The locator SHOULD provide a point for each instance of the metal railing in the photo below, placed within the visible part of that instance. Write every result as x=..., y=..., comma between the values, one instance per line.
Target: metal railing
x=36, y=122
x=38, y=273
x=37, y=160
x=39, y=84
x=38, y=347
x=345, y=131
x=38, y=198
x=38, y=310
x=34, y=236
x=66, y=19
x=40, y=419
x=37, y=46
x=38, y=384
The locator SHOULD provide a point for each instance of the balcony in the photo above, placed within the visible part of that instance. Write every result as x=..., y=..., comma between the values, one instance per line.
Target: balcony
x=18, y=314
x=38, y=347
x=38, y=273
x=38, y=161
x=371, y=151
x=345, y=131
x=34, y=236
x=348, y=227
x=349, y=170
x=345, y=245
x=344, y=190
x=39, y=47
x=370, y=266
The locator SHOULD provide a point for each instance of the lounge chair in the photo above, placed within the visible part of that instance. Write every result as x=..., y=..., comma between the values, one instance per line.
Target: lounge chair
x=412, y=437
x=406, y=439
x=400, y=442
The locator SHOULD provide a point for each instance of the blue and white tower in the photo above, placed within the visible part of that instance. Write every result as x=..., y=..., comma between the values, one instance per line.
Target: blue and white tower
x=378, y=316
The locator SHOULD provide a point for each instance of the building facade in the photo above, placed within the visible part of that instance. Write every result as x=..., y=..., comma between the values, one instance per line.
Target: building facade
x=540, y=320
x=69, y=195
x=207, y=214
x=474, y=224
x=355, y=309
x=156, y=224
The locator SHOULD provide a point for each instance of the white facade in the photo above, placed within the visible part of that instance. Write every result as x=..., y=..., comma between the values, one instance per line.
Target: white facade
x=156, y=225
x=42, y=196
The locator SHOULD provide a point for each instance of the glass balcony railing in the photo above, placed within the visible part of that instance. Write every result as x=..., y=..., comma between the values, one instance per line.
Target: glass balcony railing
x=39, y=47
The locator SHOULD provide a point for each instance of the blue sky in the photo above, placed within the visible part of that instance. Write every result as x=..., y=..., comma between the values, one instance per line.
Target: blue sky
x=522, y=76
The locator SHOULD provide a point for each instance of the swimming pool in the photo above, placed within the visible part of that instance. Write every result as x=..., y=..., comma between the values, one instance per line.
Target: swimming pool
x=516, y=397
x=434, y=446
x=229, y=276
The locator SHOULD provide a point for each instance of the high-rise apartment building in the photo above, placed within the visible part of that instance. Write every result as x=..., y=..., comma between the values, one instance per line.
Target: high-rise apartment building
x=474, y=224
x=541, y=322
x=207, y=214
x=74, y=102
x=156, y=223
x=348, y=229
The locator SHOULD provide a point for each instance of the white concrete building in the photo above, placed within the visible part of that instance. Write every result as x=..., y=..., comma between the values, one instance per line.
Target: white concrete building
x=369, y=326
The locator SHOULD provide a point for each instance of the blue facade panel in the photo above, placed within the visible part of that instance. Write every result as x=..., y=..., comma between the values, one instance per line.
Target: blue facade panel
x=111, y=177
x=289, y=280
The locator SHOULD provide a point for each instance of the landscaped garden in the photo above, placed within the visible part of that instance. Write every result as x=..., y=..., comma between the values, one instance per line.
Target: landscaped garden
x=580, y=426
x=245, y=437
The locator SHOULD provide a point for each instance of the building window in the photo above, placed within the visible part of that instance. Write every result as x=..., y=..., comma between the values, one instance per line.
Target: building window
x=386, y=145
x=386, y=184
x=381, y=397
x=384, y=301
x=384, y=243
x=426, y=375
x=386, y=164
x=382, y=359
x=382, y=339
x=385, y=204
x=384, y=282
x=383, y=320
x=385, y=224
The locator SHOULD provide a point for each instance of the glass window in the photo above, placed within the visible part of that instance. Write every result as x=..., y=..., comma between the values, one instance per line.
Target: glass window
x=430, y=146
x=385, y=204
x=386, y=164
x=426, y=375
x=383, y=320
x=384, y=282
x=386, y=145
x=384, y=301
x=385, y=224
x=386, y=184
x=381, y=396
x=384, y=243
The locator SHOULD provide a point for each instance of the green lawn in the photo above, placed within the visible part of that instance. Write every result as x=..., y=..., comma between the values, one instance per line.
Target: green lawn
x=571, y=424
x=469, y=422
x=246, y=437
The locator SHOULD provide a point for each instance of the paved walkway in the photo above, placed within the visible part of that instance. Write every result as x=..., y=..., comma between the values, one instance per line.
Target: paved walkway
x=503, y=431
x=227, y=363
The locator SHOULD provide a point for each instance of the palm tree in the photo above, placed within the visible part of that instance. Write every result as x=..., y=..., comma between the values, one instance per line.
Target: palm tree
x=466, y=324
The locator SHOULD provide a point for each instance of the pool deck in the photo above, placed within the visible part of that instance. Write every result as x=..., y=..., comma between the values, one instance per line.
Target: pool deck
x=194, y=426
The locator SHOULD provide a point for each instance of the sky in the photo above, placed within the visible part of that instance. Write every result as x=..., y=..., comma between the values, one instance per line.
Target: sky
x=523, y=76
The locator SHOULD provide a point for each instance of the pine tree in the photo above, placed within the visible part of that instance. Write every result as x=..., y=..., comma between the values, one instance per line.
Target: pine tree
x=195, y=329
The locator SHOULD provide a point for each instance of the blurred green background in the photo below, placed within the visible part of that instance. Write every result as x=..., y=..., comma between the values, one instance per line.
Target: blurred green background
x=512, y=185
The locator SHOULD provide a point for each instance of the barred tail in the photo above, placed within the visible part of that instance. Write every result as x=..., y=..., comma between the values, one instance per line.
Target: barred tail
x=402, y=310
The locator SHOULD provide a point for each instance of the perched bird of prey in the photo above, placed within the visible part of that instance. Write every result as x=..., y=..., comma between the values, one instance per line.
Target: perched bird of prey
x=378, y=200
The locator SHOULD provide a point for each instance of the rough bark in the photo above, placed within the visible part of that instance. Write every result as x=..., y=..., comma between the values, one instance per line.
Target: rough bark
★ ★ ★ ★ ★
#### Your goal
"Target: sky" marks the first line to print; reproduce that line and every line after it through the end of the listing above.

#### Task solution
Target: sky
x=523, y=76
The locator SHOULD provide a point for each instance of the pine tree in the photo above, placed within the visible part of that instance. Write every result as x=..., y=..., comma between the values, one instance per line.
Target: pine tree
x=195, y=329
The locator SHOULD provide a point for each instance of the blurred green background in the photo below, placed within the visible part of that instance. Write every result as x=..., y=..., comma between the values, one instance per line.
Target: blurred green background
x=512, y=185
The locator SHOULD provide a point for each instance of the barred tail in the photo above, placed within the visible part of that instance. Write every result as x=..., y=..., comma between the values, one instance per line.
Target: barred tail
x=402, y=310
The locator SHOULD provide a point for each instance of the perched bird of prey in the photo above, placed within the visible part of that instance. Write every result as x=..., y=..., comma between the values, one instance per line.
Target: perched bird of prey
x=378, y=200
The locator SHOULD provide a point for each instance of the rough bark in the photo above, placed within the visible part of that instance. Write every result as x=..., y=..., comma between the values, one instance per line.
Target: rough bark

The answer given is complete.